YOUR INSTRUCTIONS.
Locate the line that contains "Target: man in white shirt". Reproduce it and all following lines up to the end of the material, exactly and with nothing added.

** START RECORDS PROVIDED **

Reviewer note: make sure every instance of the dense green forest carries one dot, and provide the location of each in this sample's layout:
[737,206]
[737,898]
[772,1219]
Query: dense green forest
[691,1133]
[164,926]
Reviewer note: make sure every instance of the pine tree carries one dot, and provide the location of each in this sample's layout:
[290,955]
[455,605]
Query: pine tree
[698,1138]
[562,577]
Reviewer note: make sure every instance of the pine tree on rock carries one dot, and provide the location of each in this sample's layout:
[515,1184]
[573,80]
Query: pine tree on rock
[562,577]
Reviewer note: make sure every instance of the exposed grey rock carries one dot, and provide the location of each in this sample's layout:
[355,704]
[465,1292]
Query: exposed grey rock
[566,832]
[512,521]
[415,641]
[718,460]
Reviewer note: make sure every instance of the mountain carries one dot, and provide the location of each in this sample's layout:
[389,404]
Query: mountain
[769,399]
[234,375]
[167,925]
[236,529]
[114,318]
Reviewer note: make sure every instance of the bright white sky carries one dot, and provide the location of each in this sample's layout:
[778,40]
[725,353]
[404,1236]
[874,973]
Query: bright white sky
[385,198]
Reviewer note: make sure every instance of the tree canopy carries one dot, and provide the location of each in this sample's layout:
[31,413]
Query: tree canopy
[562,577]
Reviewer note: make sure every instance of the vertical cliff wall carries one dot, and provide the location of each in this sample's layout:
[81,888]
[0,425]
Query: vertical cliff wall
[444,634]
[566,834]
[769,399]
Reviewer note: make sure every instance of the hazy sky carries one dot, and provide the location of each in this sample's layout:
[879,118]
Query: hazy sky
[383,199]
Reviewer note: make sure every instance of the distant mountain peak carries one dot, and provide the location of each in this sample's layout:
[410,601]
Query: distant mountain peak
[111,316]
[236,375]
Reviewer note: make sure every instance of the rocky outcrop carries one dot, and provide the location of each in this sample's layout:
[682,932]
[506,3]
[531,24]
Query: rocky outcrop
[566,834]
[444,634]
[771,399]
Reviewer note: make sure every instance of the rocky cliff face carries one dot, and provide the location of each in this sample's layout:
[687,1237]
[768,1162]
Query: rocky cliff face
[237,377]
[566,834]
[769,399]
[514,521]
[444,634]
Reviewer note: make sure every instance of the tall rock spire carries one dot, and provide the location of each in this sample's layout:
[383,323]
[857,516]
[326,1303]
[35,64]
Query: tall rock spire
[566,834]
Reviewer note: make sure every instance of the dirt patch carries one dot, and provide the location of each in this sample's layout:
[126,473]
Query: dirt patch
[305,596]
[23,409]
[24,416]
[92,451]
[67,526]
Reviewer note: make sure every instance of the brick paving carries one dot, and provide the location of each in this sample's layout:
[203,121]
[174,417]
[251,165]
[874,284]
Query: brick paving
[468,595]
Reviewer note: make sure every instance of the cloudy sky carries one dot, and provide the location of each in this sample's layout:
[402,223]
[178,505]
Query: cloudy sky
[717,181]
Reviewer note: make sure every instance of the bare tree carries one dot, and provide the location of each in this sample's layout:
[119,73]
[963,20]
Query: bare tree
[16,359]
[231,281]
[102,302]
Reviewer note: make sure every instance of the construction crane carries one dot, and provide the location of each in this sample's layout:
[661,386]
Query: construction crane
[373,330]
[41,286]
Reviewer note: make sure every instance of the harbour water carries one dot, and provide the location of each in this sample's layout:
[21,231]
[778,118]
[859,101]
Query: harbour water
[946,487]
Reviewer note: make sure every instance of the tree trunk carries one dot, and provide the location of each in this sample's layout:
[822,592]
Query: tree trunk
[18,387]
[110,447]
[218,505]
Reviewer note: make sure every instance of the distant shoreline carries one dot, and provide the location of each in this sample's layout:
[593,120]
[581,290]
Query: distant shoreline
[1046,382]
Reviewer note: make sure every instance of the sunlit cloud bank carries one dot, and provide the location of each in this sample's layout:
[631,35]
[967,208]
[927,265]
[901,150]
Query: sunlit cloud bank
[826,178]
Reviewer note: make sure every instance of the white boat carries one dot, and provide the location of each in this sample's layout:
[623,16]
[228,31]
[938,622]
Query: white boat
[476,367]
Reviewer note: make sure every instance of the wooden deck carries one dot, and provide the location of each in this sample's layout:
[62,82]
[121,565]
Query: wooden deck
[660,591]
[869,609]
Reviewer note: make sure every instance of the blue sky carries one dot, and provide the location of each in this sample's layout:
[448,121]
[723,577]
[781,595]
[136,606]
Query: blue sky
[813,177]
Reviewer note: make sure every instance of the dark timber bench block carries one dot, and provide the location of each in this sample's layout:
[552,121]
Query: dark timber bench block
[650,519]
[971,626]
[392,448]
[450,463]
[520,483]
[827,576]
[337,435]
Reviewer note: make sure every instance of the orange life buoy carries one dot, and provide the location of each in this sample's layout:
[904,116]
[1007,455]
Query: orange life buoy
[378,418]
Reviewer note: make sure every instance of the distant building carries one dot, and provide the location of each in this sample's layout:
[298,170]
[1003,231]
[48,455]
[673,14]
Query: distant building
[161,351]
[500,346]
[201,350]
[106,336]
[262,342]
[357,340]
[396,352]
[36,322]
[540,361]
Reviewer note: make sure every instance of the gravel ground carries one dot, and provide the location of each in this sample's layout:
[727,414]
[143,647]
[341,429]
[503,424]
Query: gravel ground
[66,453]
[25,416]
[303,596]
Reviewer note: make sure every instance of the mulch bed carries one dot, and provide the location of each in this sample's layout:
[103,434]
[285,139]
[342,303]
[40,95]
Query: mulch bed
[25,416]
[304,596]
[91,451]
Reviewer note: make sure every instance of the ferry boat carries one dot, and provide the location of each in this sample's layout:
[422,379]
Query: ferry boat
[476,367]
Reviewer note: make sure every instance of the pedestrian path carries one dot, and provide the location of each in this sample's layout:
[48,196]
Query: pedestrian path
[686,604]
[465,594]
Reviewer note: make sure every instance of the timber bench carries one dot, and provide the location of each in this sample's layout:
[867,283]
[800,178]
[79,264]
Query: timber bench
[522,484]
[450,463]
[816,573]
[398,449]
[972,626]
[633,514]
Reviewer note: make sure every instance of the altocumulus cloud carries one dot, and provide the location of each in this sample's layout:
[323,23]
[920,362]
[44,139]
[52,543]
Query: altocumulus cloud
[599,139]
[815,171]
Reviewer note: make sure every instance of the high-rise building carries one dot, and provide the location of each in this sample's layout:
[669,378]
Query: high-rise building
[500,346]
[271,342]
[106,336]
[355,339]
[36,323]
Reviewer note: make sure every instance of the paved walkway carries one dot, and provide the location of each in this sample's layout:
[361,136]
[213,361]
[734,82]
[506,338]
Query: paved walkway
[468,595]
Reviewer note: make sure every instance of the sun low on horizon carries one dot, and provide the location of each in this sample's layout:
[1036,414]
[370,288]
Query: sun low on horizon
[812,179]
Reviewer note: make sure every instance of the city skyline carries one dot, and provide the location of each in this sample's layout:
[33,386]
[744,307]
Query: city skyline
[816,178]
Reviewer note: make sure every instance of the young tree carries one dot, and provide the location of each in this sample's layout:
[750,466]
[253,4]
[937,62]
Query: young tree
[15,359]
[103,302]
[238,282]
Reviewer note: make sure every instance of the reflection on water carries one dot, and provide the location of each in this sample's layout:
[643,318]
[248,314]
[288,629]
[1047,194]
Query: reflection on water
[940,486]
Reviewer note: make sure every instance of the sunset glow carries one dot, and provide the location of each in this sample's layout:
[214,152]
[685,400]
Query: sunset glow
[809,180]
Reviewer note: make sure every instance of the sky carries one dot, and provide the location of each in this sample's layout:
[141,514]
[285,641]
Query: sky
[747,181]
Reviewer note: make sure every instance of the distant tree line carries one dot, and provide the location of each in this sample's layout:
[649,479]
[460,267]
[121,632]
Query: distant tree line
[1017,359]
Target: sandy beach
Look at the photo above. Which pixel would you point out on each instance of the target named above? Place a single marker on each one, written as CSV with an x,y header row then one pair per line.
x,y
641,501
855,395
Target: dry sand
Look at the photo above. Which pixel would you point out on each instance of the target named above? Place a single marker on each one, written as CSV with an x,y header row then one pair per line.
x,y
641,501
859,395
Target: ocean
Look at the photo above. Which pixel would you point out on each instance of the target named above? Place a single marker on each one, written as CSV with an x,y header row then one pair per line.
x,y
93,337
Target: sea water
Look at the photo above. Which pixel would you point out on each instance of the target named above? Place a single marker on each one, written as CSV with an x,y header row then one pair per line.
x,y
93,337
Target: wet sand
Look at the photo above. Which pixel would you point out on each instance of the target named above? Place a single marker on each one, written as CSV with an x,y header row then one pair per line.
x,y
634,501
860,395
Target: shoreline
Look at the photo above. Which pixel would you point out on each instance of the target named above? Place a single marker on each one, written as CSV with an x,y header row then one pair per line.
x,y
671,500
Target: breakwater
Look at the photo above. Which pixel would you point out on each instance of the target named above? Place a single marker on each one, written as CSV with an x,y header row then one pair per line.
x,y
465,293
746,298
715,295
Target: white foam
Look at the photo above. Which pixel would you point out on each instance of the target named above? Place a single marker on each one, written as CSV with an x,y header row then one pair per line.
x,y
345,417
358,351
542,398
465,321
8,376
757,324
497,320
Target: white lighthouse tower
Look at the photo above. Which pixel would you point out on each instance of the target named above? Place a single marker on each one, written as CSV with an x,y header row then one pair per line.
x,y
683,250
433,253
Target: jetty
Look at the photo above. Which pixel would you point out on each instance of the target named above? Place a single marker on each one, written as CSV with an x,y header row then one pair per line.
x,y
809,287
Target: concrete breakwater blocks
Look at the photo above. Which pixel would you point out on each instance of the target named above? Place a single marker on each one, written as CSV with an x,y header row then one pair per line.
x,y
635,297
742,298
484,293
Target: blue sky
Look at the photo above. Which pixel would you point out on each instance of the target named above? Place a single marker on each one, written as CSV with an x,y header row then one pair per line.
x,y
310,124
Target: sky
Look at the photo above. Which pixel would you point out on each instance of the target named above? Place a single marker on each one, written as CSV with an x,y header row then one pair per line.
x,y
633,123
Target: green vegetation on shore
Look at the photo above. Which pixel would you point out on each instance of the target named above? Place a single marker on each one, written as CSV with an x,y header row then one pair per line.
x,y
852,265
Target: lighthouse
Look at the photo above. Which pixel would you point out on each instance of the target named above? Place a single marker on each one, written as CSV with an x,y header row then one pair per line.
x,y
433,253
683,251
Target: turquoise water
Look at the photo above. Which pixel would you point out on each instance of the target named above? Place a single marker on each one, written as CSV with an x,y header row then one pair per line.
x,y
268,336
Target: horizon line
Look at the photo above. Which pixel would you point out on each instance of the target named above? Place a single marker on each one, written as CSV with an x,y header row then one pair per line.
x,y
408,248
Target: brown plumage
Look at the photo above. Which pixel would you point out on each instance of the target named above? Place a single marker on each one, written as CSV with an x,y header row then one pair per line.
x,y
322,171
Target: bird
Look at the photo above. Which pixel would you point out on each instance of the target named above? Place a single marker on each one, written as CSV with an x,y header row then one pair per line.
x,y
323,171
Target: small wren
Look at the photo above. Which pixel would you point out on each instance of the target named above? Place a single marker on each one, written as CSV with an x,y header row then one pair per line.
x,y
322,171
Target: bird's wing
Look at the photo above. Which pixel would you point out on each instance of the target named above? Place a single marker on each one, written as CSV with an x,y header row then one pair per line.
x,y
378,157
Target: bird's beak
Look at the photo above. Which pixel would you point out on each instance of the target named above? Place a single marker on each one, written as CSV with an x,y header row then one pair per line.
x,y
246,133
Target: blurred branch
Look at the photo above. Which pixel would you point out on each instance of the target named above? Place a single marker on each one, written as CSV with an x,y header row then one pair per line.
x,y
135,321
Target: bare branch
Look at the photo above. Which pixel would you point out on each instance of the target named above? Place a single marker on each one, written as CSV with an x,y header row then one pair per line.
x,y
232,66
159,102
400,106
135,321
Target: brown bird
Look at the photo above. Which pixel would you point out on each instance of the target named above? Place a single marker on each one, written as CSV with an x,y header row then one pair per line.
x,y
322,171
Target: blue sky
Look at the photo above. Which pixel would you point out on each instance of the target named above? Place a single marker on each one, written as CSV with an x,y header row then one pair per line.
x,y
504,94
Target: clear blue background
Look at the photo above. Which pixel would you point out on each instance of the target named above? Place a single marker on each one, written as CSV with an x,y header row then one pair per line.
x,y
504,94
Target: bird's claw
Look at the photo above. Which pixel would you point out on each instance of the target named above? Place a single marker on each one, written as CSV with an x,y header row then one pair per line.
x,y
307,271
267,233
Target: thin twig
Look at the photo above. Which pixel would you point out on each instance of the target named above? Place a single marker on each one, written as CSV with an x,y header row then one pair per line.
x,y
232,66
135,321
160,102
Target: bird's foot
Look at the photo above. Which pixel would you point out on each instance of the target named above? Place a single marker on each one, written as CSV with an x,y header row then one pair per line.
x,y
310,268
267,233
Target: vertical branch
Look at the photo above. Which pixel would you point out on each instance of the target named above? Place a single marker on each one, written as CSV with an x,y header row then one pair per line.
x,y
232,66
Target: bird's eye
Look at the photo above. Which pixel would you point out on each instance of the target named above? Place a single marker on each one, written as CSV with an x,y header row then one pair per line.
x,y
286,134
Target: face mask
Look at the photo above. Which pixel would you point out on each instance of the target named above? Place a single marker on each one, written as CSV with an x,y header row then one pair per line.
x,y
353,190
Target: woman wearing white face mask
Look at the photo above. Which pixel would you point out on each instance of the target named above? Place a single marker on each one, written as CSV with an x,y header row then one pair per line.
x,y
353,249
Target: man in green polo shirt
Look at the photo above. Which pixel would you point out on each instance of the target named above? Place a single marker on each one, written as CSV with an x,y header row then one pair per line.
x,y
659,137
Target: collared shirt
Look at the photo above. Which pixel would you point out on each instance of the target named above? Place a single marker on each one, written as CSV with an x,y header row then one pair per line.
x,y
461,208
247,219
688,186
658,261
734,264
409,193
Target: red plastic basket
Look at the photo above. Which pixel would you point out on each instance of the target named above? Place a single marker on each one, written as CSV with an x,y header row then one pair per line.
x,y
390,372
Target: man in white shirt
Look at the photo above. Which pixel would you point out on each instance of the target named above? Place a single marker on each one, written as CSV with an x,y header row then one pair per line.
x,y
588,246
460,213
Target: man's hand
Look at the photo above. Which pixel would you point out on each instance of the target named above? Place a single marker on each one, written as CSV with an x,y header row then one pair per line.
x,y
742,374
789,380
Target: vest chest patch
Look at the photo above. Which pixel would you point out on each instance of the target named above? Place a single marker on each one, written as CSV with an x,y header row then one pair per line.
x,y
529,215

** END RECORDS PROVIDED **

SOLUTION.
Target: man in white shirt
Look at the photo above. Which pixel would you point out on each instance of the target named above? Place a single marker on each one, written as CSV with an x,y header row then one pair per line.
x,y
588,246
460,213
Target: man's hand
Look at the photo above. Which pixel would you point out on each instance of the target named above? Place a single marker on each one, written as CSV with an x,y header row then one pair per line.
x,y
742,374
789,380
Target: vest chest patch
Look at the photo above. Which pixel would you point out on each instance of the target named above? Place a single marker on each one, written as CSV with an x,y header row then one pair per line.
x,y
529,215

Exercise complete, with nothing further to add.